Stored items:
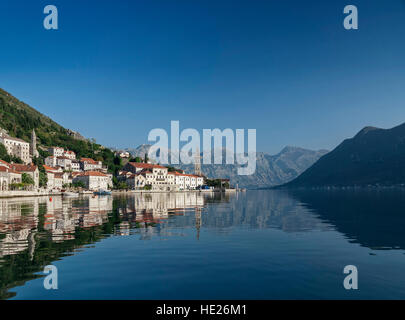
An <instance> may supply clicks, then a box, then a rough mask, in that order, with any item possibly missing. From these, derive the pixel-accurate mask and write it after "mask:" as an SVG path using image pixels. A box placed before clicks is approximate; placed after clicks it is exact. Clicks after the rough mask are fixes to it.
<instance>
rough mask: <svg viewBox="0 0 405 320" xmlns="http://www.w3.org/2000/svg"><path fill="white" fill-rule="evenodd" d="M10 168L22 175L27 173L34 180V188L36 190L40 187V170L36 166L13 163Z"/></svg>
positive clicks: (24, 164) (32, 164)
mask: <svg viewBox="0 0 405 320" xmlns="http://www.w3.org/2000/svg"><path fill="white" fill-rule="evenodd" d="M10 166H11V169H12V170H13V171H16V172H18V173H21V174H22V173H26V174H28V175H30V176H31V178H32V179H33V180H34V187H35V188H38V187H39V170H38V167H37V166H36V165H34V164H17V163H13V164H11V165H10Z"/></svg>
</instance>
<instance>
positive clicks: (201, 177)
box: [0, 130, 229, 194]
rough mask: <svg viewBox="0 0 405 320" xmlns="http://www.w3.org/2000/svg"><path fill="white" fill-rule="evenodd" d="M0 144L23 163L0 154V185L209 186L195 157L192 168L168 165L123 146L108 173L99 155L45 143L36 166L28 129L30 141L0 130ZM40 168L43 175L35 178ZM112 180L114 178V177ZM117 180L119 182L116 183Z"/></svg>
mask: <svg viewBox="0 0 405 320" xmlns="http://www.w3.org/2000/svg"><path fill="white" fill-rule="evenodd" d="M0 144H3V145H4V146H5V148H6V150H7V153H8V154H9V155H10V156H12V157H14V158H17V159H21V162H23V163H14V162H13V161H10V162H6V161H4V160H0V191H1V192H2V193H3V194H4V193H6V192H8V193H11V194H12V193H13V192H12V191H21V190H24V191H31V192H35V193H47V194H48V193H60V192H64V191H81V192H100V191H101V192H107V193H108V192H109V190H112V189H121V190H122V189H125V190H126V191H129V190H134V191H146V192H147V191H150V192H177V191H191V190H204V191H210V190H211V191H212V190H214V189H215V188H214V186H212V185H207V184H206V183H207V180H208V179H207V178H206V177H204V176H203V175H202V173H201V164H200V163H199V160H196V163H195V166H194V167H195V172H194V173H193V174H189V173H185V172H184V171H183V170H180V169H176V168H173V167H170V166H167V167H166V166H162V165H159V164H156V163H152V162H151V161H149V160H148V158H147V156H145V158H144V159H141V158H139V157H137V158H136V161H134V159H130V154H129V153H128V152H122V151H117V152H116V153H115V156H116V157H119V158H122V159H125V160H126V161H125V165H124V166H123V167H122V169H121V170H119V171H118V172H116V173H115V174H112V173H110V172H108V168H107V166H106V165H105V164H103V162H102V161H97V160H94V159H91V158H84V157H81V158H80V159H78V158H77V157H76V154H75V152H73V151H71V150H66V149H64V148H63V147H59V146H52V147H49V148H47V150H46V151H47V153H48V154H49V156H47V157H46V158H44V159H43V164H42V165H41V167H40V166H39V165H35V164H34V163H33V159H34V158H38V157H39V153H38V151H37V145H36V134H35V131H34V130H33V131H32V133H31V142H30V143H29V142H26V141H24V140H22V139H19V138H15V137H11V136H9V135H8V134H7V133H5V132H0ZM41 174H42V176H43V177H44V176H45V177H46V178H43V179H42V180H45V182H44V181H42V183H41V181H40V180H41ZM217 181H220V187H221V188H229V180H227V179H217ZM114 182H115V183H114ZM117 185H118V186H119V188H117Z"/></svg>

» **Task statement**
Take the lines from the start of the entries through the line containing "168L22 175L27 173L34" and set them down exactly, leaving out every picture.

» **Result**
An <instance> may supply clicks, then a box, then a rough mask, in that order, with any item possibly missing. From these, derive the pixel-accurate mask and write it after "mask:" as an SVG path using image pixels. A box placed before clicks is approximate; placed after clicks it is exact. Clicks after the rough mask are fixes to it.
<instance>
rough mask: <svg viewBox="0 0 405 320" xmlns="http://www.w3.org/2000/svg"><path fill="white" fill-rule="evenodd" d="M10 168L22 175L27 173L34 180V188L36 190L40 187V170L36 166L13 163Z"/></svg>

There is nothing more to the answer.